▸ Source data
Content starts

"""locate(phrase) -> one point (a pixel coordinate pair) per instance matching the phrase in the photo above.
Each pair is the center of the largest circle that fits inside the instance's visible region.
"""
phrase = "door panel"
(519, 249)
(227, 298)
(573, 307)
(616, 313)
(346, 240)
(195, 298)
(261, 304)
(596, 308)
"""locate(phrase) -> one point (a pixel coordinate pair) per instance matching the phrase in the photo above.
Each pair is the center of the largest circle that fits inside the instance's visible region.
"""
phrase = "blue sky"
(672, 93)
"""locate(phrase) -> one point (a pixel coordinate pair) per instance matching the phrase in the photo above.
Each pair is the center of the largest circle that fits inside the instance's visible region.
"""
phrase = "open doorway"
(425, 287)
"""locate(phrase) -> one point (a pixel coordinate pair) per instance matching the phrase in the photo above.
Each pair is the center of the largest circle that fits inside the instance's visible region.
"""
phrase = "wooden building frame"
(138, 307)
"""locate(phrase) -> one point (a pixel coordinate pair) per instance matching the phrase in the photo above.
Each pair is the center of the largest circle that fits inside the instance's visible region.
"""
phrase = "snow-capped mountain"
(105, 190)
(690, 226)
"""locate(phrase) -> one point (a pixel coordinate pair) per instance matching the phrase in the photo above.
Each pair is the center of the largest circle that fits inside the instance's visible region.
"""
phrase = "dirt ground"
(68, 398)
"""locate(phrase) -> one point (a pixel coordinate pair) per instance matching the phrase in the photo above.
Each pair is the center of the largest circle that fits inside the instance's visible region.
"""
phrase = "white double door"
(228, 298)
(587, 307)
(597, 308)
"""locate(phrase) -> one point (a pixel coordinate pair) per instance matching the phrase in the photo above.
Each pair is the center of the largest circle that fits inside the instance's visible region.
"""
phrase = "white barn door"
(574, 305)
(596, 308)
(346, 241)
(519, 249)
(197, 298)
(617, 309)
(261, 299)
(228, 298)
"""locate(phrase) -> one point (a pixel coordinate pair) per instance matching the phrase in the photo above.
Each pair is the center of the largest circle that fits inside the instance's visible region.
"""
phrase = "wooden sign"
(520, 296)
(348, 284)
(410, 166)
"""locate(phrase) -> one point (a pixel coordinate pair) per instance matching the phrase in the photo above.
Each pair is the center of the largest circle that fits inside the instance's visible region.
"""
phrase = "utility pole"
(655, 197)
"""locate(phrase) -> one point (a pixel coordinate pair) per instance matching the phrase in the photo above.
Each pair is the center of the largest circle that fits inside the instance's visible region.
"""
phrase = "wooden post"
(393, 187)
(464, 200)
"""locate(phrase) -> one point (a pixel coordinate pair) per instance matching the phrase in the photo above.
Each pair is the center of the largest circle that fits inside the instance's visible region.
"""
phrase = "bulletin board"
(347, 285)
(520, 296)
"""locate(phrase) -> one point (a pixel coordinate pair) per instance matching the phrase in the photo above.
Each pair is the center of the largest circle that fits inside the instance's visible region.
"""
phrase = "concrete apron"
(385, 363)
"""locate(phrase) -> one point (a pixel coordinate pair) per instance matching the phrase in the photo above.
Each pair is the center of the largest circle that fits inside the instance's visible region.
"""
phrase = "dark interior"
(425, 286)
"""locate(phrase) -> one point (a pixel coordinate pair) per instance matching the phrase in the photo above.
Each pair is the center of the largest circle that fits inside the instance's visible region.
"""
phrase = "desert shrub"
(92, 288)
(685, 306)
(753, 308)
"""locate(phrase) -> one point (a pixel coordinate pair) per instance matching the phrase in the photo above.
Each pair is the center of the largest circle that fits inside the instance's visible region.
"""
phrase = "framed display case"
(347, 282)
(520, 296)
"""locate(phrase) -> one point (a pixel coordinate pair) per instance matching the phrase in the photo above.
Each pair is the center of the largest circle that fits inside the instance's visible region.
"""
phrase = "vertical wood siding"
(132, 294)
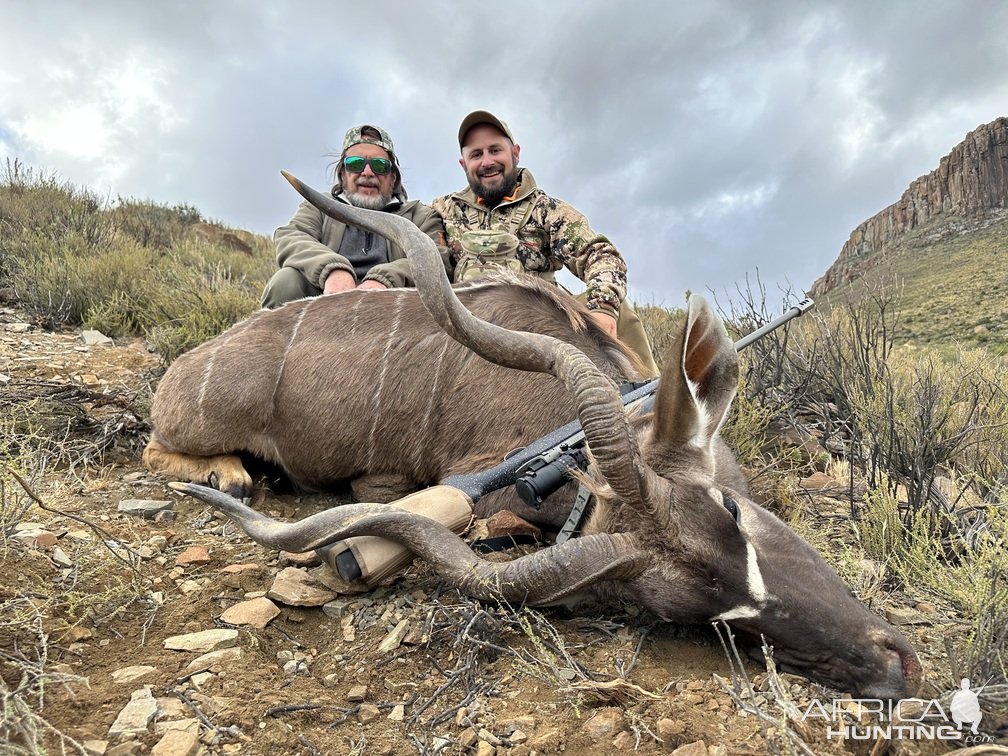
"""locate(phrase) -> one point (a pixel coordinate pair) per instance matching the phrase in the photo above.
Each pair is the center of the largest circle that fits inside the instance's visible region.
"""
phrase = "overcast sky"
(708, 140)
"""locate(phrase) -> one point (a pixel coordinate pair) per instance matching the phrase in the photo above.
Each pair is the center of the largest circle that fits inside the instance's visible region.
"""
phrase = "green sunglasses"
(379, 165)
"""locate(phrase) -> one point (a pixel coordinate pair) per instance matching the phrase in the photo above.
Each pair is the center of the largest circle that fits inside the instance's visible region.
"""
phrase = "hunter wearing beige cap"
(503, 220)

Content ends

▸ What you should do
Where pictures occur in the material above, omit them and return everything else exactly.

▸ Task answer
"""locate(phrase) -> one point (a pixel coordinate pair) per instance matching the phrase in the photo above.
Each pair is the center of the largest circle that fits inside the instance's visible region.
"""
phrase = "door panel"
(519, 249)
(227, 298)
(573, 307)
(616, 313)
(346, 240)
(195, 298)
(261, 304)
(596, 308)
"""locate(phrase) -> one point (a pixel coordinate pair) per instance matching the phrase in the photo above.
Each pair is the center of the largest circle that fits inside the instance's visible region.
"""
phrase = "blue sky"
(672, 93)
"""locate(phrase) -> one point (a pixel coordinate pair) per instance matching the phrase in the photo above.
Each pair is the center of the largest circle that fits inside the instance's visible region.
"""
phrase = "open doorway"
(425, 287)
"""locate(phrase) -> one point (a pixel coordinate pair) per instance matching the phrase in the photo above.
Each pair is the center of the largest circle that fits inside the instance's visible region.
"""
phrase = "wooden building frame"
(138, 307)
"""locate(phrase) -> one point (a pixel coordinate pair) per instance matching the phrase in the photo above.
Each pair is the center of the largest circle that fits inside the instance's visible region.
"""
phrase = "snow-capped mountain"
(105, 190)
(690, 226)
"""locate(phrase) -> one point (a pixel coordinate pair) per instance matching the phrase in the photo above.
Each pair is the center of the largest circle that fits inside the instance's visible region.
"""
phrase = "dirt ground"
(68, 398)
"""locate(phrase) -> one point (a pixel coordinate pair) per instance matching the phrase in the photo above.
Each pair is the center of the largest circle that fits inside the instance's visible region.
"""
phrase = "white double door"
(228, 298)
(587, 307)
(597, 308)
"""locate(phrase) -> one point (a pixel coordinate pair) per instance matching the phrase in the photo above.
Each pair is the center of the largest circle that fits inside the instance's visible region.
"""
phrase = "white barn door"
(574, 305)
(596, 308)
(346, 241)
(519, 249)
(197, 298)
(617, 309)
(261, 299)
(228, 298)
"""locate(phrase) -> one point (a pixel coordinate pair) per instance matching the phrase in the photo above.
Each pair is the center of the largest circle that fits inside the instance's visible region.
"""
phrase = "wooden sign"
(520, 296)
(348, 284)
(410, 166)
"""locate(phrase) -> one point (a pixel coordinate pair) per instance matching the phrase in the photo above.
Each pair is the center of the largest circle that fits inside the instance's visible region.
"""
phrase = "utility pole"
(655, 197)
"""locate(phrase) -> one point (a pixel coordinate pair) per instance matching the phrase in the photo above.
Each pair is the center of the largest circle that fits inside the instance's visible region.
"""
phrase = "wooden post"
(393, 187)
(464, 200)
"""locate(phrase) -> one point (a pixel coordinate pair) per instance matching the phrase in the photo above.
Each pair is the center of the largest circle that fits inside the instance's visible region.
"""
phrase = "bulletin board"
(347, 285)
(520, 296)
"""locate(phrase) -> one point (a pixel coordinate pair) per instance matching the phrase in the photo above.
Each pair is the center of the largest circle that fits inside the instance's visible region.
"""
phrase = "concrete apron"
(385, 363)
"""locate(phrase) -> one point (a pixel coordinate pair) per instance matching the phrase in the photo above.
Each pair is the center of the largest circle that fits inside the instance's visible region.
"""
phrase = "dark interior"
(425, 286)
"""locate(phrase) -> one point (a pixel coordinate pair) per instance matching the phrase in the photo above.
Each pair is the center of the largest circle that fits inside the instance's visible region.
"""
phrase = "desert shrub"
(92, 288)
(685, 306)
(753, 308)
"""locate(phrase) -> one point (a pixel coordinate pair) per instance matching the phrase in the photo above.
Each pair is the center of the largest circle that fits inside the instance's visible region.
"""
phrase = "framed display case"
(347, 282)
(520, 296)
"""locate(phrase) -> one point (a pixel coordinate pair) per instance matching the phrase in the photo above.
Each pair is the center of the largest circle that fits inside the instance's visible region.
"""
phrase = "vertical wood siding"
(132, 294)
"""locate(phrase) -> one point (a pixel coordinate pair) per instance matching the phrase in the photo above.
Each pair is the center of the largest circle that fits inside the instance's visible region.
"""
phrase = "overcast sky"
(708, 140)
"""locate(phrase) -> one point (a pixel coordinate pair) per instance matching the phrase in the photo above.
Each pair is the center of the largest circle that fits inside the instance's visible region.
"""
phrase = "green sunglasses"
(379, 165)
"""locate(phrase) -> one point (a pixel coordinate pair) per instance matching the phrase in the photo above.
Each pair is the center of the largest circle that fits inside the instance's visible region.
"""
phrase = "hunter wearing beige cap"
(503, 220)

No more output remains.